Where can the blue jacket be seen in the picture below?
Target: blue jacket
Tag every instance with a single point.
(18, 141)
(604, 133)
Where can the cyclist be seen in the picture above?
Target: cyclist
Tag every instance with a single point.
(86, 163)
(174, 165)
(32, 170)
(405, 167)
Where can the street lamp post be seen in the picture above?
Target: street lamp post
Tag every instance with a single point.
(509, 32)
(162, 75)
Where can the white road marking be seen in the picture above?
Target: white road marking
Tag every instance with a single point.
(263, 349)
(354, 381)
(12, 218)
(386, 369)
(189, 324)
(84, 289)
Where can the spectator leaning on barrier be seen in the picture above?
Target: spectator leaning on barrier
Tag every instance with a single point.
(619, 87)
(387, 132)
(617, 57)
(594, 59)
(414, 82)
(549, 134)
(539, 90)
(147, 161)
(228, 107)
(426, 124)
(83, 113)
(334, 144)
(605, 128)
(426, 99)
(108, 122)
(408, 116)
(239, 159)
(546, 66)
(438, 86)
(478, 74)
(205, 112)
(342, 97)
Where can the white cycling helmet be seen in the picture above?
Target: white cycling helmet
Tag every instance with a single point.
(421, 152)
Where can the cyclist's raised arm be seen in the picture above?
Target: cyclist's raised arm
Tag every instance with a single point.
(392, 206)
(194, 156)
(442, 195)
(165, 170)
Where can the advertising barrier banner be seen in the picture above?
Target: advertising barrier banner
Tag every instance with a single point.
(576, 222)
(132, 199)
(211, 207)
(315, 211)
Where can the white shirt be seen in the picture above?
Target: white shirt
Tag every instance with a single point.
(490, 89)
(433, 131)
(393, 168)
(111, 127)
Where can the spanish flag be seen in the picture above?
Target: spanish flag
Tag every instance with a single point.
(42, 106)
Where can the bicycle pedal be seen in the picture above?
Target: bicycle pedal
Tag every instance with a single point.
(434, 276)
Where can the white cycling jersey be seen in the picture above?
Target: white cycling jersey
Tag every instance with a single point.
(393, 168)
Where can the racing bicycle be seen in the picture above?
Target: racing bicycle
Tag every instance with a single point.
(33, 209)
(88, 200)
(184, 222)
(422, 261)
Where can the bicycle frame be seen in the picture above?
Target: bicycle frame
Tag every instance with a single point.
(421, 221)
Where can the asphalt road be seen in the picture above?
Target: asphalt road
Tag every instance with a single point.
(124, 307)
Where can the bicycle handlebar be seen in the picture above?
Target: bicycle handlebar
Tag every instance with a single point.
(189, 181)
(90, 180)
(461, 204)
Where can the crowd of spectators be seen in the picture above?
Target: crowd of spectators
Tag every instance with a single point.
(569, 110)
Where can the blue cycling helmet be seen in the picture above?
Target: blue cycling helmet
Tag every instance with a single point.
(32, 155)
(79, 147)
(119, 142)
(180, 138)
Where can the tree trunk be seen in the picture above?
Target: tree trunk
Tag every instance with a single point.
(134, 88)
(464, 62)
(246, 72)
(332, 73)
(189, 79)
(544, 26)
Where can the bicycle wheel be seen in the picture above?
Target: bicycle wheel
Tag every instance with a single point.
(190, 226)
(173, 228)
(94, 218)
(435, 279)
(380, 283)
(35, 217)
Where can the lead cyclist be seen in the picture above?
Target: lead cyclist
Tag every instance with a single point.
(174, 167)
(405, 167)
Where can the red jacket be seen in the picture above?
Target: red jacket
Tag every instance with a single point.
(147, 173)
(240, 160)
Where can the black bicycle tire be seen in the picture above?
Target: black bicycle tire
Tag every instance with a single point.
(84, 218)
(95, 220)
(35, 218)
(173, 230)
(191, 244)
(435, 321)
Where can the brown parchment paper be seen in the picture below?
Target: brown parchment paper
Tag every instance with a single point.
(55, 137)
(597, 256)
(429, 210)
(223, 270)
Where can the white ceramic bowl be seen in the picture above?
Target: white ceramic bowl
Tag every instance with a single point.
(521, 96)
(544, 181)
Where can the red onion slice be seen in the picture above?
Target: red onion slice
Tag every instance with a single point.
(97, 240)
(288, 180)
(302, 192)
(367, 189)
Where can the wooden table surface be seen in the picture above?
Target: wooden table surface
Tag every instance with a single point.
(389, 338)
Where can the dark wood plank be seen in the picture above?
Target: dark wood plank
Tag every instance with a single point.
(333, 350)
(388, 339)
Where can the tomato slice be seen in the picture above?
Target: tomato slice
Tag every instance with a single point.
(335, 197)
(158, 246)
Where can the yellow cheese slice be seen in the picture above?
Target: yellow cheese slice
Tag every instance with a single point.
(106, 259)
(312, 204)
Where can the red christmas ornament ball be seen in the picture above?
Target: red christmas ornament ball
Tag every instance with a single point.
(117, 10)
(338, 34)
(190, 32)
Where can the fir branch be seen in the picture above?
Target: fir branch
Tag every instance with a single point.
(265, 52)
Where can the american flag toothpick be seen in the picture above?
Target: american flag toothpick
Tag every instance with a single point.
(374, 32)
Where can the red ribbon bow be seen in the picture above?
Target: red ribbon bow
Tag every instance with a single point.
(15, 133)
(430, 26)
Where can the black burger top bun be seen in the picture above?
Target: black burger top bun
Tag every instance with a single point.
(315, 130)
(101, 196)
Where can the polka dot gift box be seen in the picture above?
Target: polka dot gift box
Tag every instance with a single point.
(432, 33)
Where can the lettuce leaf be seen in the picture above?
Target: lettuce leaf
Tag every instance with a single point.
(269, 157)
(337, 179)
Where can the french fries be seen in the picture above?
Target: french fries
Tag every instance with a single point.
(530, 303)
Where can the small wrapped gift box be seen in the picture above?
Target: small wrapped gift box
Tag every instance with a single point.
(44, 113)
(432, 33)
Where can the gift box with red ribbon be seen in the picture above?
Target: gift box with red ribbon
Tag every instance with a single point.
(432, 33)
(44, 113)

**THE EXERCISE**
Reproduce the rows above verbatim.

**FULL RESPONSE**
Where can the blue jacket be seen in the picture below?
Target: blue jacket
Tag every instance with a single point.
(18, 141)
(604, 133)
Where can the cyclist be seen in the picture above?
Target: cyclist
Tag every instance with a single point.
(86, 163)
(174, 165)
(32, 170)
(405, 167)
Where can the street lamp post be seen in the picture above?
Target: street lamp post
Tag every instance with a single point.
(509, 32)
(162, 75)
Where can the white road marking be seen in the picture above?
Target: white road marking
Tag every instance with a single point.
(263, 349)
(354, 381)
(12, 218)
(386, 369)
(189, 324)
(84, 289)
Where can the spectator leaning on barrier be seen in the picture above?
Target: spectator leaning on barrier
Tag every instance with a single point.
(619, 87)
(387, 132)
(617, 57)
(594, 59)
(414, 82)
(549, 134)
(539, 90)
(147, 161)
(228, 107)
(426, 124)
(83, 113)
(334, 144)
(605, 128)
(426, 99)
(108, 122)
(408, 116)
(239, 159)
(546, 66)
(438, 86)
(478, 74)
(205, 112)
(342, 97)
Where can the white cycling helmet be seen in the picture above?
Target: white cycling helmet
Tag every instance with a single point.
(421, 152)
Where can the cyclist's raised arm be seen in the picture above?
Target: cyclist's raised arm
Tag every instance with a single point.
(392, 206)
(194, 156)
(442, 195)
(165, 170)
Where can the advertising barrier banner be seen in the picture above?
Target: advertising barrier banner
Tag every instance with a single point.
(576, 222)
(132, 199)
(211, 207)
(315, 211)
Where can the white shirt be seen in the picture above?
Target: white shirt
Tag every instance with a single point.
(490, 89)
(433, 131)
(393, 168)
(111, 127)
Where can the spanish flag be seen in the picture above?
Target: spanish flag
Tag every instance with a single point.
(42, 106)
Where can the bicycle pedal be seen in the picture above?
Target: bicycle pedal
Tag every instance with a single point.
(434, 276)
Where can the white cycling jersey be seen in the picture above?
Target: white cycling jersey
Tag every instance with a single point.
(393, 168)
Where can the racing bicycle be seen in the picture above?
Target: racing bicycle
Tag every instance with a single point.
(33, 209)
(88, 200)
(184, 222)
(422, 261)
Where can the bicycle frame be seen in the picture above?
Target: bicycle frame
Tag every instance with a single point.
(421, 221)
Where can the asphalt road be seen in the picture above?
Target: asphalt road
Tag every instance with a single point.
(124, 307)
Where can the bicycle handlebar be seen in the picture above?
Target: bicycle handlebar
Tag every instance with a single point.
(189, 181)
(90, 180)
(461, 204)
Where can the crowd of spectators be seen in the picture above?
Target: crowd of spectators
Tag every instance with a single point.
(569, 110)
Where can the blue cycling helmet be seen in the picture above?
Target: blue cycling helmet
Tag every instance with a single point.
(32, 155)
(79, 147)
(119, 142)
(180, 138)
Where can the tree trunk be seen in the picture above?
Target: tree trunk
Tag every instance with a single point.
(134, 88)
(464, 62)
(246, 72)
(332, 73)
(189, 79)
(544, 26)
Where can the bicycle wheel be seen in the picture above?
Target: bicycle wheel
Tag every instance with a single point.
(190, 226)
(173, 228)
(94, 218)
(435, 279)
(380, 283)
(35, 217)
Where can the lead cyclist be seen in the picture above?
Target: lead cyclist
Tag every instance with a single point.
(174, 167)
(405, 167)
Where can the red jacket be seen in the picture above?
Target: red jacket
Tag every instance with a single point.
(147, 173)
(240, 160)
Where can the black bicycle tire be seen in the picture above?
Target: black bicycle tire
Tag every instance with a single point.
(84, 218)
(95, 220)
(35, 218)
(173, 230)
(191, 244)
(435, 321)
Where can the brown parchment paper be seen in the picture below?
Target: brown parchment paper
Tag every instance with a single point.
(55, 137)
(597, 256)
(429, 210)
(223, 270)
Where can the white ceramic bowl be seen in the picture above?
Target: white ceramic bowl
Tag every instance with a single point.
(521, 96)
(544, 181)
Where can the red onion slice be seen in the picture above?
Target: red onion slice
Tag every instance with a single point.
(97, 240)
(288, 180)
(302, 192)
(367, 189)
Where can the wooden table surface be seen in the picture above?
Target: wooden table surface
Tag every instance with a single point.
(389, 338)
Where can the dark wood plank be seen in the picture above?
Target: dark wood plank
Tag every instance with a single point.
(333, 350)
(388, 339)
Where can the tomato slice be seen in the picture above?
Target: tomato slice
Tag every instance with a single point.
(335, 197)
(158, 246)
Where can the yellow cheese slice be seen in the picture above?
Target: yellow cheese slice
Tag every instance with a single point.
(106, 259)
(312, 204)
Where can the red christmas ornament ball be seen in the picture above?
Target: red christmas ornament ball
Tag every instance with a single point.
(117, 10)
(338, 34)
(190, 32)
Where can the fir branch be seen in the picture above?
Target: fir branch
Tag every instance with a single point.
(265, 52)
Where can the american flag toothpick be seen in the picture above?
Target: american flag toothpick
Tag every instance with a single point.
(374, 32)
Where can the red ribbon bow be seen in the picture above?
Target: red ribbon bow
Tag every instance with a single point.
(15, 133)
(430, 26)
Where can the black burger top bun be seen in the picture above?
Target: black burger top bun
Tag every instance with a single point.
(315, 130)
(101, 196)
Where can the polka dot gift box be seen in the picture above?
Target: polka dot gift box
Tag every instance with a single point.
(432, 33)
Where can the lettuce leaf be seen in the picture above?
Target: lettuce leaf
Tag every instance with a single point.
(269, 157)
(337, 179)
Where can the french fries be seen in the picture above?
Target: french fries
Tag every instance with a single point.
(530, 303)
Where can the small wrapped gift box be seen in the picture above?
Target: small wrapped gift box
Tag every instance with a single point.
(44, 113)
(432, 33)
Where can the gift box with red ribbon be seen in the picture above?
Target: gift box with red ribbon
Tag every instance with a single point.
(432, 33)
(44, 113)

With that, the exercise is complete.